Seu objetivo: Prossiga o texto sobre os dez Natais passados longe do Brasil a partir da última frase apresentada, mantendo a narração em primeira pessoa.

Trecho do documento:
===============

Dez Natais longe do Brasil
Quando eu olho pra trás e vejo que o tempo passou, eu começo a contar quantos Natais e Anos Novos eu passei longe do Brasil. E me pego realmente assustada, porque foi uma década, and still counting (ainda contando)…
Se fossem anos intercalados, eu nem me surpreenderia tanto. Mas foi uma sequência de dez anos. Dez anos. E você pode me perguntar se faz muita diferença em ser dez anos, e não cinco. Olha, te digo que, depois do terceiro ano sem pisar nas areias de Cabo Frio, sem colocar roupa branca e chinelos Havaianas, e sem pular sete ondinhas ou jogar flores no mar, a gente nem percebe mais.
Parece que ficamos meio anestesiados com relação a esse sentimento de vazio, de algo faltando, de ninho não preenchido por completo. Porque a nossa casa, aquela lá, não essa daqui, vai ser sempre o nosso ninho, e o ninho dos nossos filhos. Por mais que eu fique mais uma década sem comer farofa com peru, quindim e pudim, salada de frutas e rabanada, a nossa morada estará sempre habitando dentro de nós.
E por que todo esse tempo passado longe de casa? Não sei ao certo explicar, mas foram vários contratempos. Como eu trabalhava em navios, o último reveillon que passei no Brasil foi a bordo do navio, e foi a única e exclusiva vez que vi os fogos de Copacabana: de dentro de um transatlântico ancorado na baía de Guanabara. Que pegadinha do destino! E depois disso, em 2010, nunca mais pisei em terras brasilis para celebrar essa festa de alegria e calor humano.

===============

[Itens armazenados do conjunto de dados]
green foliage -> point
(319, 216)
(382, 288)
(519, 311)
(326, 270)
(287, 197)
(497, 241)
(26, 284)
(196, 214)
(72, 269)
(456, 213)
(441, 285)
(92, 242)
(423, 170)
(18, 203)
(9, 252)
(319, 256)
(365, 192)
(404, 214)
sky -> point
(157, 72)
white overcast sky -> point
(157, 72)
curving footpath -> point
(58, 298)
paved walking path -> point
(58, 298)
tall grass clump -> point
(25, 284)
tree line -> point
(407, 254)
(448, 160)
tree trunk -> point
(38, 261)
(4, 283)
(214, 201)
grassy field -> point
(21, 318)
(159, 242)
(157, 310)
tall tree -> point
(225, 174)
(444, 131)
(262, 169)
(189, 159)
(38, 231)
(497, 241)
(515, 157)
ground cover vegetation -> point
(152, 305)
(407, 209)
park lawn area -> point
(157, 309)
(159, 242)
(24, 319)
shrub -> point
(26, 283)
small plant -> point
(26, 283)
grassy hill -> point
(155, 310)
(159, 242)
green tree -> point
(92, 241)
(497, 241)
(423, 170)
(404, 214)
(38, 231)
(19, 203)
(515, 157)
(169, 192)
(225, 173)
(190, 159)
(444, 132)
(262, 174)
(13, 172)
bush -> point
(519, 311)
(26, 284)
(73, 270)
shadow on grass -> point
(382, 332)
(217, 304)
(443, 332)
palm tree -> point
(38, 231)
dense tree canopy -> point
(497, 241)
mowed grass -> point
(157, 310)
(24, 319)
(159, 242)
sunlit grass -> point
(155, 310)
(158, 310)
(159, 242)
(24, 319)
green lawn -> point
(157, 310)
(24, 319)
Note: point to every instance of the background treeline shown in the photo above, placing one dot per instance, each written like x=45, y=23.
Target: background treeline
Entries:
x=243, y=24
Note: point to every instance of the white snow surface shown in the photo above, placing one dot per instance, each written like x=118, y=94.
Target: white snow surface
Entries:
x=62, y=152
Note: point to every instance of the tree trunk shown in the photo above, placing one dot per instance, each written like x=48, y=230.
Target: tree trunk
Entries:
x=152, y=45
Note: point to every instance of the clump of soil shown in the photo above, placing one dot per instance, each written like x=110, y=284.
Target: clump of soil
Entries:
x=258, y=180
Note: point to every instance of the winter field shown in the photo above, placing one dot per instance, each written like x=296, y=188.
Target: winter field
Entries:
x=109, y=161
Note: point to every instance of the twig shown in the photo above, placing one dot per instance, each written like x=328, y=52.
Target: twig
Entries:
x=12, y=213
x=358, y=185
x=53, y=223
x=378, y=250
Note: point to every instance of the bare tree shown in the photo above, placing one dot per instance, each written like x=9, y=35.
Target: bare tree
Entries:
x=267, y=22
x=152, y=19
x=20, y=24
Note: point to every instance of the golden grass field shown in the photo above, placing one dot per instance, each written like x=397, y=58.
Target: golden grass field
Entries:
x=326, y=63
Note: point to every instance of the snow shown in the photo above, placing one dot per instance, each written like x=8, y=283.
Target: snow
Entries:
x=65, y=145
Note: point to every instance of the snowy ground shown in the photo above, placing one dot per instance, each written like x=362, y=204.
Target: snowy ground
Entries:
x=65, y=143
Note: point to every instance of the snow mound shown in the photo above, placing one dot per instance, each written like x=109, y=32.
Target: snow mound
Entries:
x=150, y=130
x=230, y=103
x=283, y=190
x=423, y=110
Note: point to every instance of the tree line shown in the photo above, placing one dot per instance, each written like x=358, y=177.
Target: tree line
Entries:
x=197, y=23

===============

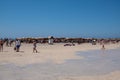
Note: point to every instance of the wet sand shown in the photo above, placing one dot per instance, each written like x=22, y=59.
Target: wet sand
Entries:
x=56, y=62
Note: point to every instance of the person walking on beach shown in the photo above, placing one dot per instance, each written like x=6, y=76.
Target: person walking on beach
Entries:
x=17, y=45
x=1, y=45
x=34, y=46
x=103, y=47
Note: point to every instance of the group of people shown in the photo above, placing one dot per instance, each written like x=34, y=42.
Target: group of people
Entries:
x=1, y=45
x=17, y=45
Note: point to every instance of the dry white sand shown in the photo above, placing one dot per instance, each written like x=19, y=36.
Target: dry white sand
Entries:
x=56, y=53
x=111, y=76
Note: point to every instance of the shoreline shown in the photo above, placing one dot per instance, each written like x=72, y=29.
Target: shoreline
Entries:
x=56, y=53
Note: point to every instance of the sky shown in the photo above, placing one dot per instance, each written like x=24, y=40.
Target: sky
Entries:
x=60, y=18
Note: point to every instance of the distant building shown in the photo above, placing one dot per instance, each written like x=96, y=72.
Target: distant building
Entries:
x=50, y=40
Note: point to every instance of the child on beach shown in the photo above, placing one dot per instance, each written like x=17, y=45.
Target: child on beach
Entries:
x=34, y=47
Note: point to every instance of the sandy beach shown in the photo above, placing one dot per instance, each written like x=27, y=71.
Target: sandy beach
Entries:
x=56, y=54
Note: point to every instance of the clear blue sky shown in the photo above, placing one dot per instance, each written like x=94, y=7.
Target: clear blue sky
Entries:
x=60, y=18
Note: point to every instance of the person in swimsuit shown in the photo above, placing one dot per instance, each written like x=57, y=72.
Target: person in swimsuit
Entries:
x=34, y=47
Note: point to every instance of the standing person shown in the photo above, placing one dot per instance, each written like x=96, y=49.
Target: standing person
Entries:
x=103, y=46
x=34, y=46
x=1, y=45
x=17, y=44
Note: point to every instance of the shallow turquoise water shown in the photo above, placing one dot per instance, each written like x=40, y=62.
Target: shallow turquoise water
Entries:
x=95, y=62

===============

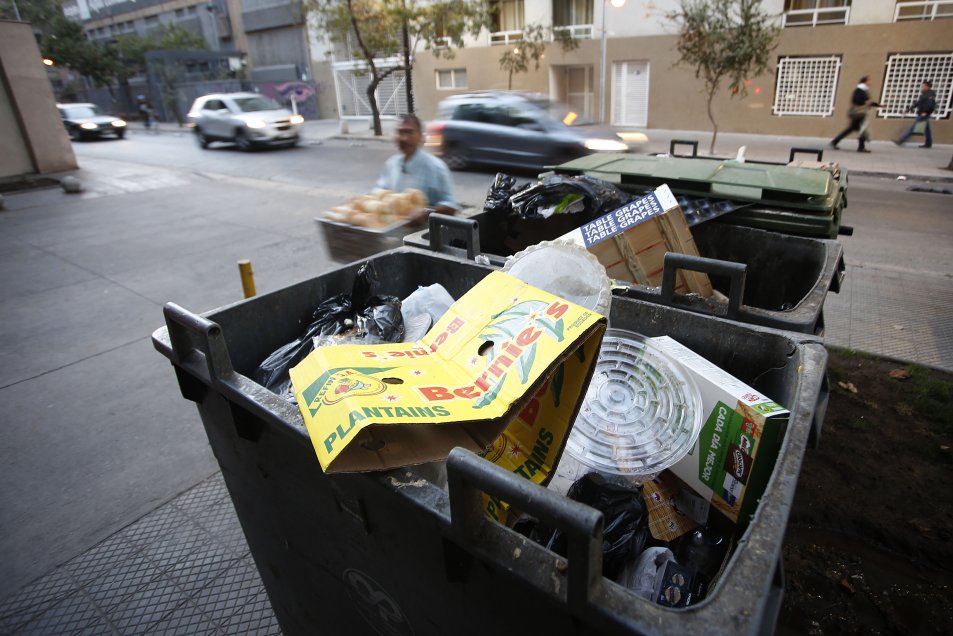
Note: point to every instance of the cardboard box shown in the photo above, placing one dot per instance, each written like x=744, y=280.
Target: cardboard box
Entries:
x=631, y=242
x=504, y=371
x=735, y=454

===============

Resposta:
Leia também: Natal, momento de expressar o amor em português
No ano seguinte, eu vim morar aqui na Croácia, e como novidade passei o tempo inteiro aproveitando o frio. Aquela empolgação toda com o inverno foi legal, não cheguei a ver neve porque aqui no litoral raramente neva, mas tive aquela real sensação de quando vemos o Natal nos filmes e séries americanas. Todo mundo encasacado e vestindo preto, uma verdadeira mudança de cenário!
Nada de ceia farta, nada de esperar o Papai Noel chegar à meia-noite, poucos fogos de artifício que duraram uns cinco minutos. Tudo muito simples e diferente daquela festa que sempre estive habituada e esperava ansiosamente com minha família. Mas, como foi a primeira vez, consegui aproveitar da maneira como os croatas celebram as festividades por aqui.
Já no ano seguinte, embarquei pro navio junto com o marido e foi bem marcante, pois conheci países nunca imaginados antes, como Austrália e Nova Zelândia. Foi realmente indescritível! Nos anos seguintes, como o marido estava desembarcado e em casa, passamos essas épocas de festas e férias por aqui, já que pra levar um croata pro Brasil no meio das férias dele é quase missão impossível.
2020, o ano que não será como imaginava
Enfim, onde quero chegar com toda essa história? No ano de 2020, esse ano louco que estamos vivendo e que, até então, era o ano escolhido para levar Gabriel pra pisar na areia da praia, ver os fogos e correr sem sapatos. Era o ano programado para meus pais passarem seu primeiro Natal e Ano Novo com o neto, na casa preparada para nos receber, no nosso ninho. Era o ano em que mais um membro se juntou à nossa família, o meu sobrinho Miguel, priminho do Gabriel, e eu estaria lá para segurá-lo e tirar fotos vestido com uma roupa fofa de Papai Noel. Era.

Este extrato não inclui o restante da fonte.